#### YOUR OBJECTIVE
Write out the material below again, line for line, without any images.

#### GIVEN INFORMATION
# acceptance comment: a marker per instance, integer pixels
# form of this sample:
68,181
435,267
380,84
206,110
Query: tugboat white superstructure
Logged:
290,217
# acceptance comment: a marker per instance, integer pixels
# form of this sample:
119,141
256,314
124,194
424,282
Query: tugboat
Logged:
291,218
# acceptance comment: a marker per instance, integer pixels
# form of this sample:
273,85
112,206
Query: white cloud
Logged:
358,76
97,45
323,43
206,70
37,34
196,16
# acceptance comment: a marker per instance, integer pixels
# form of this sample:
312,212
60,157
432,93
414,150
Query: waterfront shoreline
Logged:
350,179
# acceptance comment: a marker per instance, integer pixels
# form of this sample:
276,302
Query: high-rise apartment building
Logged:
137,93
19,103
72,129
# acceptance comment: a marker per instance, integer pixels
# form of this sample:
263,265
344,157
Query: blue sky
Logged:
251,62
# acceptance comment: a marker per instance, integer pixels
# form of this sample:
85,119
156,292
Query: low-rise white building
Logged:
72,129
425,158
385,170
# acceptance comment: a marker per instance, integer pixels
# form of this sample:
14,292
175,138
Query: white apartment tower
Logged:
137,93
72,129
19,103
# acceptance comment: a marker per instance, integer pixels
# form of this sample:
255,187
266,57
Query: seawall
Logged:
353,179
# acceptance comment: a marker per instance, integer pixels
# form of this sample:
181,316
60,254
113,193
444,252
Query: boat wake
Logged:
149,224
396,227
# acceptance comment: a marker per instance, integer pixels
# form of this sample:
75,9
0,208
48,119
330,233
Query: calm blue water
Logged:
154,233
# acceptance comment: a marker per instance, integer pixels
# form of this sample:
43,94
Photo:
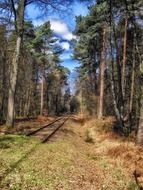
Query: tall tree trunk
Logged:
140,127
102,69
132,78
124,56
14,65
42,95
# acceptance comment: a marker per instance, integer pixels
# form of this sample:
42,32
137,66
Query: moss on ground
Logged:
67,163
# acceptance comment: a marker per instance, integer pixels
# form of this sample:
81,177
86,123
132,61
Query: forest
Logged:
91,125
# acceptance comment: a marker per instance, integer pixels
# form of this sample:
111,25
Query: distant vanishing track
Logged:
45,132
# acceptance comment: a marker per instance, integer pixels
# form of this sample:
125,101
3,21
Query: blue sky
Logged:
63,26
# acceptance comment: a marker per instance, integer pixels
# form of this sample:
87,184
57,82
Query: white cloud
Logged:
65,45
61,29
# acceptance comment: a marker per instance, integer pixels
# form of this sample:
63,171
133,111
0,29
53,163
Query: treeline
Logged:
109,49
31,76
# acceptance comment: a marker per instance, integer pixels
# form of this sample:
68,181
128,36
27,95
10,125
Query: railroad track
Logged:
45,132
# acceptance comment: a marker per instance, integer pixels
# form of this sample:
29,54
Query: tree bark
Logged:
124,56
14,65
42,95
102,69
140,127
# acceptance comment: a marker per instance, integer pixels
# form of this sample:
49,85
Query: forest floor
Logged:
85,155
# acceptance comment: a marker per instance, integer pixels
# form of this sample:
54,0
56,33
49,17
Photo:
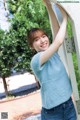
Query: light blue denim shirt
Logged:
53,78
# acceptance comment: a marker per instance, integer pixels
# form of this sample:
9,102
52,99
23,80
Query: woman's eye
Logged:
44,36
36,39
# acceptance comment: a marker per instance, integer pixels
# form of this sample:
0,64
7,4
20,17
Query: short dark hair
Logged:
31,35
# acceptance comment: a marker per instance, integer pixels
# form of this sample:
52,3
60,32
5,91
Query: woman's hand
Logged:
64,14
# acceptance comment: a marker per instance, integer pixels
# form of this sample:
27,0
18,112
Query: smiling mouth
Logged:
44,45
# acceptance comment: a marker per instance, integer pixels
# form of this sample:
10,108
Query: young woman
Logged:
48,68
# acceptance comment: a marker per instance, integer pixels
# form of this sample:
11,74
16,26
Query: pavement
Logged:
18,83
22,107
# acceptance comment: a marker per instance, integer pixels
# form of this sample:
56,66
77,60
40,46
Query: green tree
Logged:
15,53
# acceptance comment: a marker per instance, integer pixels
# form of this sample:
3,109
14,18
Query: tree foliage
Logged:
15,54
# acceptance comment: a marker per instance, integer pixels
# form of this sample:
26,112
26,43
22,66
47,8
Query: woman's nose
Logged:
42,39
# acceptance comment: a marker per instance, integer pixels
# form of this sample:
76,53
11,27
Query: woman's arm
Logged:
52,16
57,41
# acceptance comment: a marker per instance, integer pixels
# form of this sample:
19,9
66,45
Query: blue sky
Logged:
4,24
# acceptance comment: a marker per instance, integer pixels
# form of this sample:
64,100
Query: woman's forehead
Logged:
38,34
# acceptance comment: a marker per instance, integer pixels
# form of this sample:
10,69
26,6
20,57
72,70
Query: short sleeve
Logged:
35,63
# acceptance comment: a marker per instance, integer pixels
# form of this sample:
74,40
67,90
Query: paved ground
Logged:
22,107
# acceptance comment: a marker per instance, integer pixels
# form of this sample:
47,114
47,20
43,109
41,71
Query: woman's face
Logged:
41,41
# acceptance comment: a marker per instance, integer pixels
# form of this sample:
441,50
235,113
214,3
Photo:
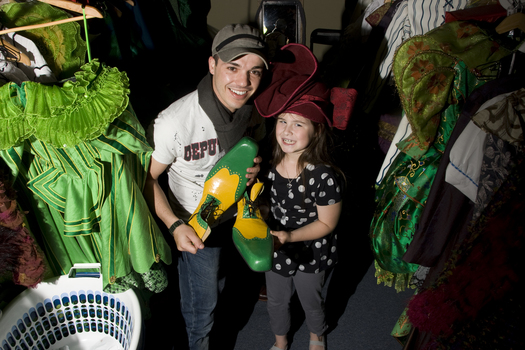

#### REPLY TO THE EXERCISE
# acceptance comment: a marker per instance, integer pixels
# form of this sample:
68,181
435,267
380,84
206,110
Query: tugboat white superstructure
Logged:
290,217
# acceptance comment: a marker per instance, integer pixels
# form of this sample:
119,141
256,314
124,194
424,282
Query: tugboat
Logged:
291,218
# acceptance comment: a marker per instance, integer pixels
# form of this sample:
273,85
112,206
Query: white cloud
Logged:
358,76
97,45
323,43
206,70
37,34
196,16
# acceptance comment: a marker per instance, integer pixels
# form of this sample:
312,212
60,157
432,93
414,150
Query: waterfront shoreline
Logged:
350,179
# acceptance comment: a marker per instance, integer pixels
# form of this sample:
276,302
Query: high-rise apartment building
Logged:
137,93
19,103
72,129
# acceptance comment: a marker per instance, integer pixels
# form of this sample:
263,265
344,157
Query: blue sky
Logged:
251,62
# acceptance comment: a marker per instance, integer pixels
# form of this sample:
85,119
156,292
Query: low-rise white building
Logged:
72,129
425,158
385,170
# acceptance comment: a marker per instance, integer pixels
# form of this sample:
14,292
175,138
Query: white apartment tower
Logged:
137,93
72,129
19,103
# acceptance comment: a marker per instance, integer pixels
# form of this sample:
255,187
266,57
Query: seawall
Logged:
353,179
# acceptance comment: a marker per instance, integer pixels
# form of this sample:
181,316
60,254
113,193
444,252
Query: boat wake
Logged:
149,224
396,227
# acceptance comment: a marker per instance, integer pixels
# form of this sample:
75,9
0,208
48,119
330,233
Query: calm blue water
Logged:
154,233
# acceptance comment: a marker per instance, integer pixels
# form of this sample:
43,94
Photo:
Query: tall tree trunk
Logged:
140,127
102,69
132,78
124,56
14,65
42,95
# acceptance comment: a marker per instance, integer pixels
# form of this sample:
42,32
137,66
Query: moss on ground
Logged:
67,163
# acceptance comment: a marker per instance, integer pixels
# form of this sample:
81,177
86,123
132,61
Query: forest
Logged:
91,125
# acceptance comment: a marker per instance, integer pixels
# form of this sample:
111,25
Query: distant vanishing track
Logged:
45,132
# acceptance comment: a marker per instance, integer pixels
# form of this sample:
125,101
3,21
Query: blue sky
Logged:
63,26
# acceptance comment: a marker per instance, integer pixels
# form of this sample:
87,184
57,82
Query: white cloud
Logged:
65,45
61,29
# acceptance comment: a marker per instance, integer pixels
# form of this sample:
63,171
133,111
0,29
53,163
Query: treeline
Logged:
109,49
31,76
# acceptance comment: a marker per instance, integer pixels
# form of this sample:
68,181
128,36
27,95
10,125
Query: railroad track
Logged:
45,132
# acceptance comment: a marker per instance, integer pixels
# form of this sample:
29,54
Query: tree bark
Logged:
124,56
14,65
42,95
102,69
140,127
# acceptance comment: a marker per instance, integer pixels
# form of this sample:
49,85
Query: forest floor
Logged:
85,155
# acceptance comment: a marker per instance, integer pixels
# form of this sample:
54,0
56,33
49,17
Photo:
Query: light blue denim shirt
Logged:
53,78
# acceptance comment: a marker per instance, integer pixels
# form of this sample:
9,102
52,99
23,80
Query: woman's eye
Logged:
44,36
36,39
# acceptance comment: a marker per instance, integer pixels
# form of this sample:
0,64
7,4
20,17
Query: short dark hair
Logged:
31,35
# acceptance comment: a marker per instance, integer pixels
# form of this sample:
52,3
60,32
5,91
Query: woman's hand
Logged:
64,14
# acceptance comment: a marker per instance, integer pixels
# form of this sample:
27,0
18,112
Query: smiling mouth
Logged:
44,45
# acceptance comment: a marker per instance, integer pixels
# form of this sample:
10,108
Query: young woman
Logged:
48,68
# acceptance comment: a marker per instance, integer pixels
# form of this sample:
11,74
16,26
Query: pavement
Logged:
18,83
22,107
# acceptance comment: a marker per instance, integer pixels
# form of this sample:
56,66
77,60
40,46
Query: green tree
Logged:
15,53
# acceptance comment: a marker per instance, integer pixels
# form of this sample:
3,109
14,18
Query: tree foliage
Logged:
15,54
# acceptance comment: a marker per instance, integer pixels
# form of this sample:
26,112
26,43
22,66
47,8
Query: woman's nose
Logged:
42,39
# acceptance comment: a marker per instance, integer pixels
# form of this sample:
76,53
11,27
Query: woman's arm
Logged:
52,16
57,41
# acceptance comment: a marker per instance, integer pixels
# form of this sample:
19,9
66,45
Query: blue sky
Logged:
4,24
# acceptance comment: a marker per instance, integer pixels
# form of this sample:
64,100
Query: woman's forehead
Logged:
38,34
# acceptance comment: a marker per instance, integer pixels
# form of this sample:
10,69
26,6
20,57
72,70
Query: short sleeve
Logged:
35,63
# acceptance comment: a marker per instance, integer pixels
# form of this sample:
74,40
67,90
Query: paved ground
Logged:
22,107
# acceptance comment: a marker per instance, integer pixels
# form of this sample:
47,114
47,20
43,109
41,71
Query: woman's face
Logged:
41,41
# acceptance comment: a marker per instance, integer pixels
# form of this sample:
441,50
235,113
214,3
Photo:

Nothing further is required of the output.